Would you return all of this data exactly, leaving nothing out?

# DATA:

• • • • •

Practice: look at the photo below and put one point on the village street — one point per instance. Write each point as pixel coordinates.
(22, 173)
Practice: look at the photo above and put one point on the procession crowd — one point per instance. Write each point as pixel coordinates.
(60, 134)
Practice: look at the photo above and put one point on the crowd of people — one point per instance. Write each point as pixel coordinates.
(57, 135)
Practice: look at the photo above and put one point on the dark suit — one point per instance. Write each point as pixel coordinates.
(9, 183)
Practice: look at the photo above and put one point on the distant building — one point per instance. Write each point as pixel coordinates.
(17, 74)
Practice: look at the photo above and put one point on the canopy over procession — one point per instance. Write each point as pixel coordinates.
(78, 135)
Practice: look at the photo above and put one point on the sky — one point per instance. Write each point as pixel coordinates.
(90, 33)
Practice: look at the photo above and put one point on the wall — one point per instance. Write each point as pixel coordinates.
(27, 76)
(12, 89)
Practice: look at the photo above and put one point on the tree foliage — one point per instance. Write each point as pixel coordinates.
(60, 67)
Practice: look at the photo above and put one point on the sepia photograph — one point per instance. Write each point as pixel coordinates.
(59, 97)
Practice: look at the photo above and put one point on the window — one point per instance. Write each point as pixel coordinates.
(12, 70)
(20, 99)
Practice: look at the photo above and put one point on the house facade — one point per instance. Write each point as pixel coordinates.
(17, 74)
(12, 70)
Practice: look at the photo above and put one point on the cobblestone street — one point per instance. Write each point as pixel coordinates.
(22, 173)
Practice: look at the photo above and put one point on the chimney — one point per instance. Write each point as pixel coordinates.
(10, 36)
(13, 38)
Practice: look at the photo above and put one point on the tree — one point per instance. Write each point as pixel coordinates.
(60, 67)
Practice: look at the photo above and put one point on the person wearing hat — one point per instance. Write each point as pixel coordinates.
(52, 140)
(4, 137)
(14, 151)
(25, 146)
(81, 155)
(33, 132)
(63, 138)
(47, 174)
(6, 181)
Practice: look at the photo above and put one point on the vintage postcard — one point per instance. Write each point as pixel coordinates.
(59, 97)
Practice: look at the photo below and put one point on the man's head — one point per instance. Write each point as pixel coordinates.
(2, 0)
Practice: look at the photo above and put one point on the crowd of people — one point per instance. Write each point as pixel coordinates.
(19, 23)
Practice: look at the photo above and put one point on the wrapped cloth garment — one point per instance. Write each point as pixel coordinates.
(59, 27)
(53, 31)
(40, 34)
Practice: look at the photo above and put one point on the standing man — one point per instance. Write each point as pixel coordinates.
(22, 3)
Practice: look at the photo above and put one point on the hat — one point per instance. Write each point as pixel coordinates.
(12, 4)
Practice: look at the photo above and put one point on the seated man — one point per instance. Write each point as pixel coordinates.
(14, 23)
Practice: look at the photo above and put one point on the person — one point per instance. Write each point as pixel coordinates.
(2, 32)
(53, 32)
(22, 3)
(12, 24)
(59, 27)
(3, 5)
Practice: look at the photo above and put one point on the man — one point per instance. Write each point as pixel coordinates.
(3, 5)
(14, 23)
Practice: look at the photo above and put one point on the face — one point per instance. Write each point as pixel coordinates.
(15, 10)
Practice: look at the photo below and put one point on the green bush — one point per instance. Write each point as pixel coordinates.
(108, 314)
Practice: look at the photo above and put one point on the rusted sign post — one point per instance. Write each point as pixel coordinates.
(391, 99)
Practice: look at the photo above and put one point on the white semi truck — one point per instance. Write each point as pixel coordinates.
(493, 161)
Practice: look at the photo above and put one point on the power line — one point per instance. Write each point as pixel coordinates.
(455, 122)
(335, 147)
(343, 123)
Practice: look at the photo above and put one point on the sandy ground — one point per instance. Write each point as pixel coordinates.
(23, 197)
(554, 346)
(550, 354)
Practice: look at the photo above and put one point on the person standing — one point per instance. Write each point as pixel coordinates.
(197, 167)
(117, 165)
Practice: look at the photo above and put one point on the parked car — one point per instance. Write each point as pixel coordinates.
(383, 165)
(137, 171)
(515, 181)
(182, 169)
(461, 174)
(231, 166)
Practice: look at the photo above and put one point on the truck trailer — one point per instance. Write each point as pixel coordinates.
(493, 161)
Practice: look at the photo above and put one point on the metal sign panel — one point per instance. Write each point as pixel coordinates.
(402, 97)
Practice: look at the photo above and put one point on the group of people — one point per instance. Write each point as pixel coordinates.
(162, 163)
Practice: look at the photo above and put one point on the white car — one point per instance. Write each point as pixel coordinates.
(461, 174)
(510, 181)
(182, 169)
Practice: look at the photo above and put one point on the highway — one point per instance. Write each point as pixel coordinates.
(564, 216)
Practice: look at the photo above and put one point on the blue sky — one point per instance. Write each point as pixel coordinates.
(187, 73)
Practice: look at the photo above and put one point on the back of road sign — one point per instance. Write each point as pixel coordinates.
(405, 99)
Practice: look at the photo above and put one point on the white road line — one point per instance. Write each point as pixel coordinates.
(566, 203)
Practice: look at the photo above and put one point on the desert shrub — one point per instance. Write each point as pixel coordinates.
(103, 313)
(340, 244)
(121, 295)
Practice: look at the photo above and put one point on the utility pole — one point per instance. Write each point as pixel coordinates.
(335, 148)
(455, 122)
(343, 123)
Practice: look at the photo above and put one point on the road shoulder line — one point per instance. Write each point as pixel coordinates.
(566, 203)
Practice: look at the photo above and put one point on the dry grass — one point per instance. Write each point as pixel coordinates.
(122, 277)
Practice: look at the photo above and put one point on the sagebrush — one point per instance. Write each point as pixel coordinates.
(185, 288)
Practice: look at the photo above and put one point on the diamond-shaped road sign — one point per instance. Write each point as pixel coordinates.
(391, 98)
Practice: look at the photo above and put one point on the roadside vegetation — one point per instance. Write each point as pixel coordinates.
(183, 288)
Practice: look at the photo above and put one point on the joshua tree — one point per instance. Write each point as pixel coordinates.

• • • • •

# RESULT OF THE TASK:
Practice: look at the photo below and put one point on the village street — one point per instance. Write each point as pixel coordinates.
(22, 173)
Practice: look at the photo above and put one point on the procession crowd — one point per instance. Write each point as pixel coordinates.
(60, 134)
Practice: look at the photo above and put one point on the crowd of people — one point per instance. Write each point as pixel coordinates.
(57, 135)
Practice: look at the photo above and put one point on the dark suit — one point per instance. Write each point as pixel coordinates.
(9, 183)
Practice: look at the photo above and put one point on the distant building — one point per instance. Write each point as pixel coordinates.
(17, 74)
Practice: look at the photo above and put one point on the canopy over procession — one point per instance. Write each point as pixel coordinates.
(78, 135)
Practice: look at the photo above and put one point on the sky — one point per instance. Write each point as pixel coordinates.
(90, 33)
Practice: look at the photo above and put one point on the wall — one point per instance. Write each point as pixel coordinates.
(27, 76)
(12, 89)
Practice: look at the photo above and put one point on the tree foliage — one point per instance. Write each point as pixel coordinates.
(60, 67)
Practice: look at the photo above and put one point on the sepia photograph — one point per instance. Write each point as pixel coordinates.
(59, 97)
Practice: look at the photo above and put one point on the window — one point per instance. Write each point as pixel coordinates.
(12, 70)
(20, 99)
Practice: look at the photo above and put one point on the house facade — one point per instance. Write each point as pixel coordinates.
(17, 74)
(12, 70)
Practice: look at the photo above and put one point on the cobblestone street — one point per instance. Write each point as pixel coordinates.
(22, 173)
Practice: look at the photo above and put one point on the chimney — one point per instance. Write each point as pixel coordinates.
(10, 36)
(13, 38)
Practice: look at the photo above and put one point on the tree — one point per instance. Write each point as pixel coordinates.
(60, 67)
Practice: look at the photo above and put one point on the person wearing hat — one point per instance. Write each point as pixel coordinates.
(52, 140)
(4, 137)
(14, 151)
(25, 146)
(81, 155)
(33, 132)
(63, 138)
(47, 174)
(6, 181)
Practice: look at the photo above and put one point on the vintage postcard — one point per instance. Write each point as pixel coordinates.
(59, 97)
Practice: look at the photo below and put one point on the man's head — one point per instance. Write each point as pixel coordinates.
(2, 0)
Practice: look at the photo above and put one point on the crowd of people — one point per instance. Write each point as pixel coordinates.
(19, 23)
Practice: look at the photo above and put one point on the wrapped cloth garment — one point per instance. Write each point as pixel coordinates.
(59, 27)
(53, 31)
(40, 34)
Practice: look at the photo above and put one point on the standing man — one point per instance. Write each point as pixel coordinates.
(22, 3)
Practice: look at the photo above and put one point on the hat — one point per instance. Write each point as pixel coordinates.
(12, 4)
Practice: look at the photo above and put one point on the seated man — one point per instance. Write each point as pixel coordinates.
(14, 23)
Practice: look at the photo above and put one point on the person — one point per instance. Write each point as pixel coordinates.
(2, 32)
(53, 32)
(22, 3)
(12, 24)
(59, 27)
(3, 5)
Practice: look at the photo above and put one point on the man — one point per instance. Write each point as pixel coordinates.
(3, 5)
(14, 23)
Practice: look at the photo above and put one point on the face — one point per instance. Write each point as pixel coordinates.
(15, 10)
Practice: look at the photo below and put one point on the green bush — one point per instance. Write each point as pixel coordinates.
(108, 314)
Practice: look at the photo above and put one point on the rusted sign post — one point per instance. Write each point as pixel coordinates.
(391, 99)
Practice: look at the photo above and put one point on the white semi truck — one point per instance. Write each point as pixel coordinates.
(493, 161)
Practice: look at the photo above and put one point on the power line — one point per instance. Write each point as pixel coordinates.
(455, 122)
(335, 147)
(343, 123)
Practice: look at the photo above and put one point on the sandy ground — one point per instance. Write each point as pixel coordinates.
(23, 197)
(554, 346)
(550, 354)
Practice: look at the photo above and put one point on the person standing — one point per instance. Write each point as pixel coordinates.
(197, 167)
(117, 165)
Practice: look at the photo above and put one point on the parked car — one point per instance. Write each point as pixel coordinates.
(383, 165)
(137, 171)
(515, 181)
(182, 169)
(461, 174)
(231, 166)
Practice: look at the photo above and put one point on the truck trailer — one point per instance. Write each point as pixel coordinates.
(493, 161)
Practice: look at the photo above and put one point on the metal sign panel — one point per instance. Write each point as pixel coordinates.
(402, 97)
Practice: look at the photo above and put one point on the group of people — one point per instance. Write each point as pixel coordinates.
(162, 163)
Practice: look at the photo above and put one point on the white car — one point per instance. Write each point as pixel coordinates.
(461, 174)
(510, 181)
(182, 169)
Practice: look at the photo above and put one point on the highway — one point per instance. Write each point as pixel coordinates.
(564, 216)
Practice: look at the photo above and put one point on the blue sky — one point per instance. Write each point as pixel coordinates.
(187, 73)
Practice: look at the photo above and put one point on the back of road sign — one point per instance. Write each point as pixel coordinates.
(405, 99)
Practice: look at the photo above and put one point on the white road line — one point per instance. Write each point as pixel coordinates.
(566, 203)
Practice: look at the photo above and put one point on the desert shrub — one point per instance. Write each point as pixel coordinates.
(103, 313)
(340, 244)
(121, 295)
Practice: look at the photo above and put one point on the utility pole — one point per instance. Write each point as pixel coordinates.
(335, 148)
(455, 122)
(343, 123)
Practice: look at the photo above and put one point on the road shoulder line — one point per instance. Write each point as pixel coordinates.
(566, 203)
Practice: look at the photo above and put one point on the dry grass — one point per instance. Write each point as pixel coordinates.
(122, 277)
Practice: look at the photo above and put one point on the sagebrush — one point per instance. Write each point as pixel coordinates.
(185, 288)
Practice: look at the photo above and put one point on the diamond-shaped road sign — one point per instance. Write each point as pixel coordinates.
(391, 98)
Practice: look at the photo above and put one point on the roadside vegetation — one point per instance. Write each point as pixel coordinates.
(183, 288)
Practice: look at the photo above and put one point on the joshua tree — one point per instance. Write each point as pixel coordinates.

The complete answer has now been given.